Image outline annotation entries
________

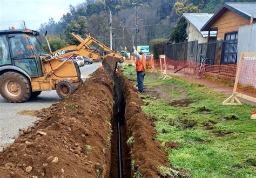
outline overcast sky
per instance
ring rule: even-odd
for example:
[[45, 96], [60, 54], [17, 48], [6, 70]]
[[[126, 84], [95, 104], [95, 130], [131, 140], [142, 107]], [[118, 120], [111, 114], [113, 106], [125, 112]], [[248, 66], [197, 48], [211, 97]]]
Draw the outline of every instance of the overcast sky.
[[53, 18], [58, 22], [69, 12], [70, 4], [76, 6], [85, 0], [0, 0], [0, 30], [20, 29], [22, 20], [28, 29], [38, 30], [40, 25]]

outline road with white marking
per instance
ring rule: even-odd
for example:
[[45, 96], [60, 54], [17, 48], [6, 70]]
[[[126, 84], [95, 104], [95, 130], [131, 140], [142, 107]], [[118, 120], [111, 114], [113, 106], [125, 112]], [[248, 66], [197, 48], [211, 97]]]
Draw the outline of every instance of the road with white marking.
[[[88, 75], [97, 68], [98, 63], [80, 67], [82, 79], [84, 81]], [[27, 128], [37, 119], [35, 117], [17, 114], [17, 112], [41, 109], [49, 107], [60, 99], [55, 90], [42, 92], [36, 98], [24, 103], [9, 103], [0, 96], [0, 152], [3, 146], [14, 141], [18, 136], [19, 128]]]

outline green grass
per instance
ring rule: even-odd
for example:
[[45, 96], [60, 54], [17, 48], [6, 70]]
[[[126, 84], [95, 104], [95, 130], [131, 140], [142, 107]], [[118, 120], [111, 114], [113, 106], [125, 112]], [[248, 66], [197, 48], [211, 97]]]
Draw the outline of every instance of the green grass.
[[[134, 67], [123, 69], [129, 78], [136, 79]], [[225, 97], [215, 98], [200, 92], [194, 87], [198, 84], [163, 80], [155, 76], [146, 75], [144, 84], [147, 88], [174, 85], [193, 102], [187, 107], [171, 106], [160, 99], [140, 94], [148, 103], [142, 106], [143, 109], [156, 118], [157, 139], [161, 145], [171, 141], [179, 143], [178, 149], [166, 149], [172, 166], [184, 168], [197, 177], [256, 177], [256, 121], [250, 119], [255, 107], [245, 103], [224, 106], [221, 103]], [[169, 94], [178, 96], [181, 93], [172, 91]], [[203, 112], [204, 109], [208, 111]], [[221, 121], [232, 115], [238, 119]], [[192, 127], [187, 125], [193, 122], [196, 124]], [[206, 129], [206, 123], [214, 128]], [[220, 131], [233, 133], [218, 136]]]

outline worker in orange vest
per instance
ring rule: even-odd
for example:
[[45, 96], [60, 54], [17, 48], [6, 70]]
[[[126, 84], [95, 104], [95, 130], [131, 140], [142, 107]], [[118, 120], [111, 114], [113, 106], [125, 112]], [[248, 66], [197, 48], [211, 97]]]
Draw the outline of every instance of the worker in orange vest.
[[143, 81], [144, 76], [146, 74], [146, 60], [144, 56], [142, 55], [142, 52], [138, 53], [135, 47], [132, 47], [132, 52], [135, 56], [136, 60], [136, 73], [137, 73], [137, 81], [138, 83], [138, 90], [139, 92], [143, 92]]

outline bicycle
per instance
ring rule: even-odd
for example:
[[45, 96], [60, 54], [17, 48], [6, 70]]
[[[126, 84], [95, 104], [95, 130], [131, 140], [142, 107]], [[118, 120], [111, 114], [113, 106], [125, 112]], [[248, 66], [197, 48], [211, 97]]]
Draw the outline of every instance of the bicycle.
[[206, 58], [205, 57], [203, 57], [204, 54], [201, 54], [200, 55], [201, 58], [201, 63], [200, 64], [200, 67], [199, 70], [197, 72], [197, 79], [200, 79], [204, 77], [204, 75], [205, 72], [205, 61], [206, 60], [208, 60], [208, 61], [211, 61], [211, 59], [209, 60], [208, 58]]

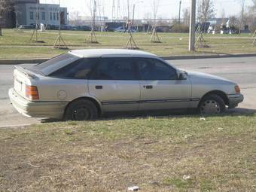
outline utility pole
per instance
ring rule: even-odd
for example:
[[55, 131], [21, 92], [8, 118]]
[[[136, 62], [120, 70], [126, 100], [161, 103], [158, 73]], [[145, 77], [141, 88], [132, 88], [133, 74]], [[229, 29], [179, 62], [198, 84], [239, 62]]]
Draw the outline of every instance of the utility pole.
[[239, 26], [239, 35], [241, 35], [241, 29], [243, 26], [243, 14], [245, 12], [245, 0], [242, 0], [242, 11], [241, 11], [241, 22]]
[[130, 20], [130, 8], [129, 8], [129, 0], [127, 0], [127, 8], [128, 8], [128, 20]]
[[114, 15], [115, 15], [115, 2], [114, 2], [114, 0], [113, 0], [113, 3], [112, 3], [112, 22], [114, 21]]
[[195, 50], [195, 28], [196, 28], [196, 0], [191, 0], [190, 23], [189, 29], [189, 51]]
[[179, 2], [179, 11], [178, 11], [178, 23], [181, 23], [181, 0]]
[[135, 4], [133, 4], [133, 26], [134, 24], [134, 11], [135, 11]]

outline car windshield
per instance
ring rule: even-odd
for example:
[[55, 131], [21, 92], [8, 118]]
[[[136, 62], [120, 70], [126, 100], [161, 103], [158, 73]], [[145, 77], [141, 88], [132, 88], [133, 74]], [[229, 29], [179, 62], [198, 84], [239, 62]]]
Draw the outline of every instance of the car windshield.
[[80, 59], [79, 56], [68, 53], [57, 56], [41, 64], [38, 64], [30, 68], [29, 70], [44, 75], [47, 75], [48, 74], [64, 67], [78, 59]]

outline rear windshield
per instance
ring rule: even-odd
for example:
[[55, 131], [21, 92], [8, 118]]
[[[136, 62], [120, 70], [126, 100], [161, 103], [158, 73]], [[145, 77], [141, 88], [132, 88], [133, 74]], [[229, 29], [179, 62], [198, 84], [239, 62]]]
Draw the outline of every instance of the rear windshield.
[[79, 59], [81, 59], [79, 56], [68, 53], [57, 56], [41, 64], [38, 64], [32, 67], [30, 70], [41, 73], [41, 75], [47, 75]]

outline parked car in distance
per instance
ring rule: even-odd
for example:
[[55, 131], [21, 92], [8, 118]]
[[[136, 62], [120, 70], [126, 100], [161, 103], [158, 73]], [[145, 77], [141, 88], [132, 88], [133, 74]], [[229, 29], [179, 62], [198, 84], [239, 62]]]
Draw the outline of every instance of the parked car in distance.
[[78, 31], [90, 31], [92, 28], [88, 26], [78, 26], [76, 29]]
[[19, 29], [35, 29], [35, 25], [21, 25]]
[[[125, 31], [125, 27], [123, 27], [123, 26], [120, 26], [120, 27], [114, 29], [114, 32], [124, 32], [124, 31]], [[134, 29], [131, 29], [130, 31], [131, 31], [131, 32], [137, 32]], [[129, 32], [128, 29], [126, 30], [126, 32]]]
[[220, 114], [243, 100], [230, 81], [176, 69], [139, 50], [72, 50], [30, 68], [17, 66], [13, 105], [36, 117], [84, 120], [110, 111], [197, 109]]

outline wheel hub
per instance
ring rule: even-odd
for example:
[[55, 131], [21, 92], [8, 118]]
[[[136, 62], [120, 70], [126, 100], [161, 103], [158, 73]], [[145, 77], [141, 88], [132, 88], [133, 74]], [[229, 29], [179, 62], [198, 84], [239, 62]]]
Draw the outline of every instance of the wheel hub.
[[73, 111], [73, 117], [74, 119], [77, 120], [88, 120], [90, 117], [90, 111], [87, 108], [81, 107]]

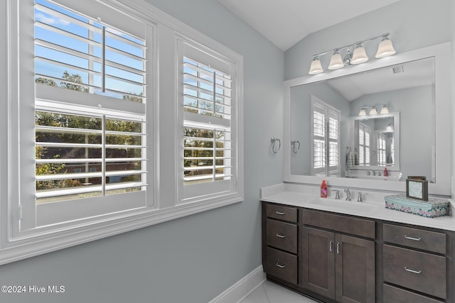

________

### PROBLEM STATEMENT
Reproduce everything from the line containing "outline parked car in distance" down to the line containing "30], [126, 32]]]", offsetting each coordinate in the answer outlines by adding 43. Keep all other lines, including the sample outlines, unchanged.

### EXERCISE ANSWER
outline parked car in distance
per instance
ring rule: even-odd
for example:
[[55, 131], [21, 92], [8, 118]]
[[[136, 62], [120, 70], [126, 100], [161, 103], [158, 73]], [[145, 77], [141, 88], [132, 88], [133, 74]], [[229, 29], [179, 62], [198, 84], [239, 62]]]
Draw the outline of every instance of the parked car in distance.
[[121, 74], [133, 74], [135, 71], [131, 69], [121, 69], [119, 72]]
[[62, 72], [78, 72], [78, 68], [64, 68]]
[[[168, 74], [168, 70], [166, 70], [166, 69], [163, 69], [163, 70], [157, 72], [157, 75], [167, 75], [167, 74]], [[177, 72], [174, 72], [173, 74], [174, 74], [174, 75], [180, 75]], [[172, 75], [171, 72], [169, 73], [169, 75]]]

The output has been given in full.